### PROBLEM DESCRIPTION:
Copy the data below exactly.
=== PROVIDED RECORDS ===
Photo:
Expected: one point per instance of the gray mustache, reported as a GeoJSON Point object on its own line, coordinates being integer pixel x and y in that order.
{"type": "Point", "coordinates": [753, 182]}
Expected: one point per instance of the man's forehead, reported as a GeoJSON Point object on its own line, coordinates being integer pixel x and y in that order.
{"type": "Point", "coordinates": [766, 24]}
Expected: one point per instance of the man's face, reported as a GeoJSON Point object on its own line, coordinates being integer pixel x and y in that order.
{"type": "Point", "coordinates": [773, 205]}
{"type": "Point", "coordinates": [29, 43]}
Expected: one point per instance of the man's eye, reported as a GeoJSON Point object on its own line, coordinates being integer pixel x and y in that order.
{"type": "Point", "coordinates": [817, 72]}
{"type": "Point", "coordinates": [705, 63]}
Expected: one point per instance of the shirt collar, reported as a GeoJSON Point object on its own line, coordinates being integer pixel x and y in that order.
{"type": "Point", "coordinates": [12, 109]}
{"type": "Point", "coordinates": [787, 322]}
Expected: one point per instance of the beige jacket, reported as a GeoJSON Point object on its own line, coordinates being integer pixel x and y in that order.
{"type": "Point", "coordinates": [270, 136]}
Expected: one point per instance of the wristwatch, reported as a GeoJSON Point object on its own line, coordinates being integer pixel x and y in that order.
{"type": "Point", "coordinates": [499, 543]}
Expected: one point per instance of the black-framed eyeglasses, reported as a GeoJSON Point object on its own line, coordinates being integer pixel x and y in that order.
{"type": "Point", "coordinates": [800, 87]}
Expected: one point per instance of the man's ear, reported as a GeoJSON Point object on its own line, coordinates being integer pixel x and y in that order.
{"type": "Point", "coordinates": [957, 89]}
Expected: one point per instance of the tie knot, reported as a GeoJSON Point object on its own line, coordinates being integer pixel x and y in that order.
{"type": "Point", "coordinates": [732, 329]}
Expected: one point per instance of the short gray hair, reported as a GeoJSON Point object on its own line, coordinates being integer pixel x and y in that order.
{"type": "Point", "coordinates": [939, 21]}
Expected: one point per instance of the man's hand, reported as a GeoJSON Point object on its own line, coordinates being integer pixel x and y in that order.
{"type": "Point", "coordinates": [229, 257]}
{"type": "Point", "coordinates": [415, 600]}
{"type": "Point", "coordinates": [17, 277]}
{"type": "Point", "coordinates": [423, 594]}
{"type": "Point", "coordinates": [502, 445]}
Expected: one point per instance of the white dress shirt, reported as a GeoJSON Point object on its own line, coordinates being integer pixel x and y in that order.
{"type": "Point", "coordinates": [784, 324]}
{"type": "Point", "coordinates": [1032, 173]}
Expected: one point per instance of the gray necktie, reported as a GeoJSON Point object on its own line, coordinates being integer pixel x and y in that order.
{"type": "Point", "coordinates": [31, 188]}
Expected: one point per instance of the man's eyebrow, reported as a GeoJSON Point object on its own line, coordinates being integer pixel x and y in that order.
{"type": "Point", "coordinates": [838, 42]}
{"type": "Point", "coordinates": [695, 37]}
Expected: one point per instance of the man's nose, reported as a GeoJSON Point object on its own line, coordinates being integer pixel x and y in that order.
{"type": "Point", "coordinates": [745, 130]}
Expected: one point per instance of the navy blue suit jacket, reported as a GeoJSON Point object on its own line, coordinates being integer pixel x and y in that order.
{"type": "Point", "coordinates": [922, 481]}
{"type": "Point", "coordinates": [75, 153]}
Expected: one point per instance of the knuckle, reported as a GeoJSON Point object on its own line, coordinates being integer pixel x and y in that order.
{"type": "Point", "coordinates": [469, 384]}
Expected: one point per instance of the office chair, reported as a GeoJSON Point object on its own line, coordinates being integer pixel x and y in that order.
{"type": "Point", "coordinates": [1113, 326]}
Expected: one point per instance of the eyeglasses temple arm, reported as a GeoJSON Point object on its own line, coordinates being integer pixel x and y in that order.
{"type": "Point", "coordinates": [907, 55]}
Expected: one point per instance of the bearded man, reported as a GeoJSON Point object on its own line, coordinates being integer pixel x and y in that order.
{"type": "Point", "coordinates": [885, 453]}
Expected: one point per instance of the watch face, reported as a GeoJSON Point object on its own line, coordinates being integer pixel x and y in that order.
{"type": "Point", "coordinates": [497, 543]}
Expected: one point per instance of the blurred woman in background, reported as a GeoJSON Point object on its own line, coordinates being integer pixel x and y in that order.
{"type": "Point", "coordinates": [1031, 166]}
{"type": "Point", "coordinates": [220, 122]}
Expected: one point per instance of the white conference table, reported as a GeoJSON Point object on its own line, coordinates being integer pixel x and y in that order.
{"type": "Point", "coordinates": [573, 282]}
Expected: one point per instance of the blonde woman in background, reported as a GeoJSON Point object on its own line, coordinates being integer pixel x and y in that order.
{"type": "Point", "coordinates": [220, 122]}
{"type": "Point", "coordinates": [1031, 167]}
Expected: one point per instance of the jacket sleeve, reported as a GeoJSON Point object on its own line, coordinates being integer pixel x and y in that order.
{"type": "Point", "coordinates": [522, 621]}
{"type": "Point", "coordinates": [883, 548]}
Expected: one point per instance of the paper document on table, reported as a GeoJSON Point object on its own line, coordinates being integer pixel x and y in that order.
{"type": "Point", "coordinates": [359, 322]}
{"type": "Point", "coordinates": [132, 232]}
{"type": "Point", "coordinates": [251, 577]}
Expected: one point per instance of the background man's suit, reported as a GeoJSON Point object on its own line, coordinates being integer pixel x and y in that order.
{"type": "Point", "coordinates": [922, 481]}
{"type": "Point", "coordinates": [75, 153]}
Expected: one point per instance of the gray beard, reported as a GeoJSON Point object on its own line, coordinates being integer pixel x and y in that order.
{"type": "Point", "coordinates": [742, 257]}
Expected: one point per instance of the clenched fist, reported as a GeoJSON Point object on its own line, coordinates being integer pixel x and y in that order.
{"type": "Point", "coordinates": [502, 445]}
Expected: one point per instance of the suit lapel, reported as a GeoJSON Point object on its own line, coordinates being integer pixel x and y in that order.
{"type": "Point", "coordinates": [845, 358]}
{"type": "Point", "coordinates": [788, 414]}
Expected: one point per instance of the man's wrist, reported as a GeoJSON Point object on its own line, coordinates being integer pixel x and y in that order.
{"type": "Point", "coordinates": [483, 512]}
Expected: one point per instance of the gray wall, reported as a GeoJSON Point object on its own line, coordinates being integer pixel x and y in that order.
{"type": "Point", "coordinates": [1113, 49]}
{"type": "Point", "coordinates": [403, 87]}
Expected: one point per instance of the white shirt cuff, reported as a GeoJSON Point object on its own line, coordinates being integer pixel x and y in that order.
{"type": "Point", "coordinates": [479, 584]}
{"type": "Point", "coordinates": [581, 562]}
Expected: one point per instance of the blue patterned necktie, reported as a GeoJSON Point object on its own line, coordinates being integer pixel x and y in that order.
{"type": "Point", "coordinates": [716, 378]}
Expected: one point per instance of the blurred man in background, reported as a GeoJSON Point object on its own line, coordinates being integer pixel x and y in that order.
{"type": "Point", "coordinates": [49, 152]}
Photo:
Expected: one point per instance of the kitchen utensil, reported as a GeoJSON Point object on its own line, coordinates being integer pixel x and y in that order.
===
### RESULT:
Photo:
Expected: one point per instance of the gray mustache, reported as a GeoJSON Point object on its own line, coordinates being integer pixel x and y in that order.
{"type": "Point", "coordinates": [753, 182]}
Expected: one point per instance of the man's forehead, reported as a GeoJSON Point object on its own line, coordinates being integer pixel x and y in that order.
{"type": "Point", "coordinates": [766, 24]}
Expected: one point per instance of the man's face, reported as a GeoJSON Point object on its own line, coordinates being integer pixel x and y in that order.
{"type": "Point", "coordinates": [773, 205]}
{"type": "Point", "coordinates": [29, 43]}
Expected: one point per instance of the man's eye, reported as a GeoJSON Point object on its own line, coordinates being integer pixel x and y in that order.
{"type": "Point", "coordinates": [817, 72]}
{"type": "Point", "coordinates": [705, 63]}
Expected: one point per instance of the shirt collar, reported as a GeoJSON Point object on its own line, coordinates being integer pixel x and y in that order.
{"type": "Point", "coordinates": [12, 109]}
{"type": "Point", "coordinates": [787, 322]}
Expected: one point per instance of the beige jacket, reported as a GeoJSON Point object on its own line, coordinates being integer pixel x and y in that order.
{"type": "Point", "coordinates": [270, 136]}
Expected: one point per instance of the wristwatch, reported as a GeoJSON Point object on its own line, coordinates being integer pixel x and y in that order.
{"type": "Point", "coordinates": [499, 543]}
Expected: one point per instance of the black-framed eyeglasses, reported as a GeoJSON Point object on its own line, coordinates being integer pixel x and y in that order.
{"type": "Point", "coordinates": [800, 87]}
Expected: one point per instance of the man's ear, reported as a GeoJSON Point object on its own line, coordinates being integer pixel x and y in that order.
{"type": "Point", "coordinates": [957, 89]}
Expected: one point per instance of the tie knot, reported as a GeoJSON Point object on its own line, coordinates being integer pixel x and y in that order.
{"type": "Point", "coordinates": [732, 329]}
Expected: one point per instance of the short gray hair, reported as a GeoJSON Point object on its own line, coordinates being integer pixel x and y in that order.
{"type": "Point", "coordinates": [939, 21]}
Expected: one point per instance of the man's hand, reported as a GeoJSON Point object on its own line, coordinates being integer pixel x and y in that order.
{"type": "Point", "coordinates": [229, 257]}
{"type": "Point", "coordinates": [415, 600]}
{"type": "Point", "coordinates": [17, 277]}
{"type": "Point", "coordinates": [423, 594]}
{"type": "Point", "coordinates": [502, 445]}
Expected: one point per instance of the white dress shirt, reported as a GeoJSON Point object on its own line, coordinates being integer pixel x and y in that order.
{"type": "Point", "coordinates": [784, 324]}
{"type": "Point", "coordinates": [1032, 173]}
Expected: one point per instance of the gray necktie, reported as a GeoJSON Point object on its own line, coordinates being integer pixel x and y in that order.
{"type": "Point", "coordinates": [31, 188]}
Expected: one point per instance of the man's eyebrow, reported as a GeoJSON Point object on its own line, coordinates being integer pixel x and y in that order.
{"type": "Point", "coordinates": [838, 42]}
{"type": "Point", "coordinates": [695, 37]}
Expected: one point per instance of the man's nose, reported as a GeoJSON Point object on its own line, coordinates being integer pixel x and y in that order.
{"type": "Point", "coordinates": [745, 130]}
Expected: one point per instance of the navy blue suit jacket, reported as a GeoJSON Point object on its own line, coordinates being integer pixel x and y in that order.
{"type": "Point", "coordinates": [922, 481]}
{"type": "Point", "coordinates": [75, 153]}
Expected: one point per instance of the knuckle, reported as a GeoJSON Point object on its own line, coordinates being integer pixel x and y in that order.
{"type": "Point", "coordinates": [469, 384]}
Expected: one point per instance of the office chair, reported as a GeoJSON Point object on its own line, coordinates being integer pixel x and y in that order.
{"type": "Point", "coordinates": [1113, 326]}
Expected: one point per instance of the eyeglasses temple arm, reported as a GeoJSON Point object on its own line, coordinates being integer pixel x and y in that order.
{"type": "Point", "coordinates": [907, 55]}
Expected: one point per instance of the bearded man, reported as a GeoJSON Point object on its own line, coordinates being integer pixel x and y in that order.
{"type": "Point", "coordinates": [885, 453]}
Expected: one point per instance of the watch face, reported as a GeoJSON Point object on its own line, coordinates being integer pixel x and y in that order.
{"type": "Point", "coordinates": [497, 543]}
Expected: one point per instance of the blurred woman in background, reported as a GeoJSON Point object on its own line, coordinates being integer pixel x and y in that order.
{"type": "Point", "coordinates": [1031, 166]}
{"type": "Point", "coordinates": [220, 122]}
Expected: one point per instance of the white conference table, reported as a GeoJSON Point object on its own line, coordinates being integer pixel x and y in that order.
{"type": "Point", "coordinates": [573, 282]}
Expected: one point per instance of the blonde woman in background, reported as a GeoJSON Point object on its own line, coordinates being integer pixel x and y in that order.
{"type": "Point", "coordinates": [220, 122]}
{"type": "Point", "coordinates": [1031, 167]}
Expected: one point per instance of the jacket sleeve, reported as a GeoJSON Point object on its own line, coordinates being integer pixel x and y in that order.
{"type": "Point", "coordinates": [522, 621]}
{"type": "Point", "coordinates": [883, 548]}
Expected: one point per instance of the paper document on table, reported as a GeoJSON Point object on its own line, coordinates being integer pixel x and y in that order.
{"type": "Point", "coordinates": [359, 322]}
{"type": "Point", "coordinates": [132, 232]}
{"type": "Point", "coordinates": [251, 577]}
Expected: one point per instance of the background man's suit, reported as a GeoJSON Point object on its own line, coordinates being integer pixel x and y in that order.
{"type": "Point", "coordinates": [922, 481]}
{"type": "Point", "coordinates": [75, 153]}
Expected: one point per instance of the gray beard, reported as a GeoJSON Point object on its own line, coordinates being integer pixel x and y in that order.
{"type": "Point", "coordinates": [742, 257]}
Expected: one point per instance of the clenched fist, reported as a GeoJSON Point object on its own line, coordinates being integer pixel x and y in that order.
{"type": "Point", "coordinates": [502, 445]}
Expected: one point per instance of the suit lapel, reported as a GeoJSON Point object on its own line, coordinates being integer pixel x and y in that order.
{"type": "Point", "coordinates": [845, 358]}
{"type": "Point", "coordinates": [788, 414]}
Expected: one point per instance of the man's wrist, reported as a GeoJSON Point object on its own line, coordinates being integer pixel x and y in that order.
{"type": "Point", "coordinates": [483, 512]}
Expected: one point per instance of the gray wall, reported as a GeoJSON Point object on its own line, coordinates being integer pixel x and y in that order.
{"type": "Point", "coordinates": [1113, 49]}
{"type": "Point", "coordinates": [403, 87]}
Expected: one point per instance of the white shirt cuff, reported as a GeoJSON Point object on its own line, coordinates being integer pixel x and y in that order.
{"type": "Point", "coordinates": [479, 584]}
{"type": "Point", "coordinates": [581, 562]}
Expected: one point per instance of the blue patterned necktie, reported as a GeoJSON Point object on its own line, coordinates being integer pixel x and y in that order.
{"type": "Point", "coordinates": [716, 378]}
Expected: one point per instance of the blurred man in background, reported as a GeoJSON Point object on its own line, coordinates being integer pixel x and y in that order.
{"type": "Point", "coordinates": [49, 152]}
Photo:
Expected: one point per instance of the kitchen utensil, reported as a GeoJSON Point object on its own line, coordinates being integer pixel x and y in that order.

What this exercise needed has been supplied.